▶ **KUTIPAN TEKS**
┌────────
Jumat, 10 April 2015

JARAK



kalimat apa yang mesti kusampaikan
ruang panjang tak bersekat itu memberitahuku
kau sedang ingin berlama-lama berdoa
menemukan tuhan yang sembunyi dalam tubuhmu
lalu aku menulis surat dengan huruf dari remah jantungku
supaya detaknya sampai kepadamu
yang barangkali menutup mata, dari cahaya
denyut kehidupan yang mestinya diterima
aku sedang memikirkan semua itu
ketika seseorang datang dan menyampaikan jeritanmu
kau di mana?
suara itu panjang melengking dan jutaan tahun cahaya jauhnya


Boja, Januari 2014


 

Selasa, 24 Maret 2015

dari Nyonya Dutta



Roma yang baik,

Aku tidak bisa menjawab pertanyaanmu tentang apakah aku bahagia, karena aku sudah tidak yakin apa sebenarnya kebahagiaan. Yang kutahu hanya bahwa kebahagiaan bukan seperti yang kusangka. Bukan tentang rasa dibutuhkan. Bukan juga tentang berkumpul bersama keluarga. Ada hubungannya dengan cinta, aku masih beranggapan begitu, tetapi dengan cara yang berbeda dengan yang kuyakini dulu, suatu cara yang tidak bisa kujelaskan. Mungkin kita bisa memikirkannya bersama, dua wanita tua minum cha di flat lantai bawahmu (karena kuharap kau mau menyewakannya kepadaku sekembaliku ke sana), sementara di sekitar kita gosip beredar—tetapi ringan saja, seperti hujan musim panas, karena itu saja yang akan kita bolehkan terjadi. Kalau aku beruntung—dan mungkin, walau semua yang sudah terjadi, aku memang beruntung—kebahagiaan itu letaknya dalam memikirkannya.
└────────
▶ **DAFTAR YANG DIBERIKAN**
┌────────
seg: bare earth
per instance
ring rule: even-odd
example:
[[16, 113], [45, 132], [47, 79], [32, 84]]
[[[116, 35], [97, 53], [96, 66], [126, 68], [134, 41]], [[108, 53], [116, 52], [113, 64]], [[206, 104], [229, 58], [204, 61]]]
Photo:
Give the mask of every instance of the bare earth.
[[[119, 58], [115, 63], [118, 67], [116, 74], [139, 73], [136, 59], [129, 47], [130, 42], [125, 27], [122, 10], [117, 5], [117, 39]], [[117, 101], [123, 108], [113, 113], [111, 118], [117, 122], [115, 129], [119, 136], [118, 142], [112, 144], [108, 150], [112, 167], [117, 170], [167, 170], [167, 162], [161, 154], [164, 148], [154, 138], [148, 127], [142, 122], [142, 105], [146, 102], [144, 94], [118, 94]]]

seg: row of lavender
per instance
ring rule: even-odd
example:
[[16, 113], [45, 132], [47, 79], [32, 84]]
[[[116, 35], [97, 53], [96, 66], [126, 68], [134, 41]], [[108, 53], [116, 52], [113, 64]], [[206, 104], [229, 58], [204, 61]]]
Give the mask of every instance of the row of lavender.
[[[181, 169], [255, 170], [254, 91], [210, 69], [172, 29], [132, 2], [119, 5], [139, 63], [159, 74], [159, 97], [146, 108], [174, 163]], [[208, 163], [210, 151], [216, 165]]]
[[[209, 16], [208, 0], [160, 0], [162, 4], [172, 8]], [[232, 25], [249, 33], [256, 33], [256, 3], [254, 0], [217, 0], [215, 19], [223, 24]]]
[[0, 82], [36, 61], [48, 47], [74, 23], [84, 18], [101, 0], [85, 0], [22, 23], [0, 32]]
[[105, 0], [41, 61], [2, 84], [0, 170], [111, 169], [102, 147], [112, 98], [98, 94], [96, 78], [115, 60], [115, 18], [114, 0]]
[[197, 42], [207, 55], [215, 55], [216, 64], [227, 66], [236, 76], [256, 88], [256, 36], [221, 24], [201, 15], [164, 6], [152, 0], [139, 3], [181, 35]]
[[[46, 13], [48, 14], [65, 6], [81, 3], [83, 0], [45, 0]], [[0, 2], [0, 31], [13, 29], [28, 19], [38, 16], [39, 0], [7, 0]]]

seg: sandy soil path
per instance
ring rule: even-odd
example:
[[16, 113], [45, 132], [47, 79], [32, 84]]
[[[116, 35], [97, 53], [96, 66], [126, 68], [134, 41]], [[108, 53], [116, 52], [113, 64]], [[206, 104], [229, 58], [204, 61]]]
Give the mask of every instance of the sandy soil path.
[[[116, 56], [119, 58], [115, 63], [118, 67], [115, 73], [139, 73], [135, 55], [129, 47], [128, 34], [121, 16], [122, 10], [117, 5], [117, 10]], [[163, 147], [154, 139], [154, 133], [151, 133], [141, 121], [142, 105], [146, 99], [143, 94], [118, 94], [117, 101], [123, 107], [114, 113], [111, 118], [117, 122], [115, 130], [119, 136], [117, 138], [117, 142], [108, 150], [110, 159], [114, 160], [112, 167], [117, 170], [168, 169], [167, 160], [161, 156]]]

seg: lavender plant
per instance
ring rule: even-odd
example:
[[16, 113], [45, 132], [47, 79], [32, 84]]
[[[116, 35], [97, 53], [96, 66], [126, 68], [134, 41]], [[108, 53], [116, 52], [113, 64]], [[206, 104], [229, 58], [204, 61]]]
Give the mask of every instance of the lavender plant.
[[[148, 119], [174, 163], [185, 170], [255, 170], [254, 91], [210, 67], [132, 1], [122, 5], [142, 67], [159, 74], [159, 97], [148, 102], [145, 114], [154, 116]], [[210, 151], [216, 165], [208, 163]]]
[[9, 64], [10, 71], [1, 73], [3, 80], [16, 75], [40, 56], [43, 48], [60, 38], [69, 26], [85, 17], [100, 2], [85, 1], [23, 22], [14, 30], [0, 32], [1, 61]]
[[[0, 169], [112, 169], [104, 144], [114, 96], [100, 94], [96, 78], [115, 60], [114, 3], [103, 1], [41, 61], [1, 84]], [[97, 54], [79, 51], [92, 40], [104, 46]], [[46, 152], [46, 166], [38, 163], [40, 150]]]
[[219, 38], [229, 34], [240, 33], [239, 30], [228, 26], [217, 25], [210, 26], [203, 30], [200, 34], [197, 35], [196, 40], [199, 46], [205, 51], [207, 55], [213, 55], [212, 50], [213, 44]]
└────────
▶ **KETENTUAN TUGAS**
Tolong tentukan apakah tiap pernyataan ini sesuai dengan kutipan, lalu jawab ya atau tidak disertai kata-kata penentu dari kutipan yang dikutip apa adanya:
1. Puisi "JARAK" diberi keterangan tempat dan waktu Boja, Januari 2014.
2. Dalam surat kepada Roma, kebahagiaan disebut sebagai soal berkumpul bersama keluarga.
3. Penulis surat berharap Roma mau menyewakan flat lantai bawahnya kepadanya.
Daftar di atas tidak digunakan sama sekali di sini.

▶ **JAWABAN LATIHAN**
1. Ya: "Boja, Januari 2014"
2. Tidak: "Bukan juga tentang berkumpul bersama keluarga."
3. Ya: "karena kuharap kau mau menyewakannya kepadaku sekembaliku ke sana"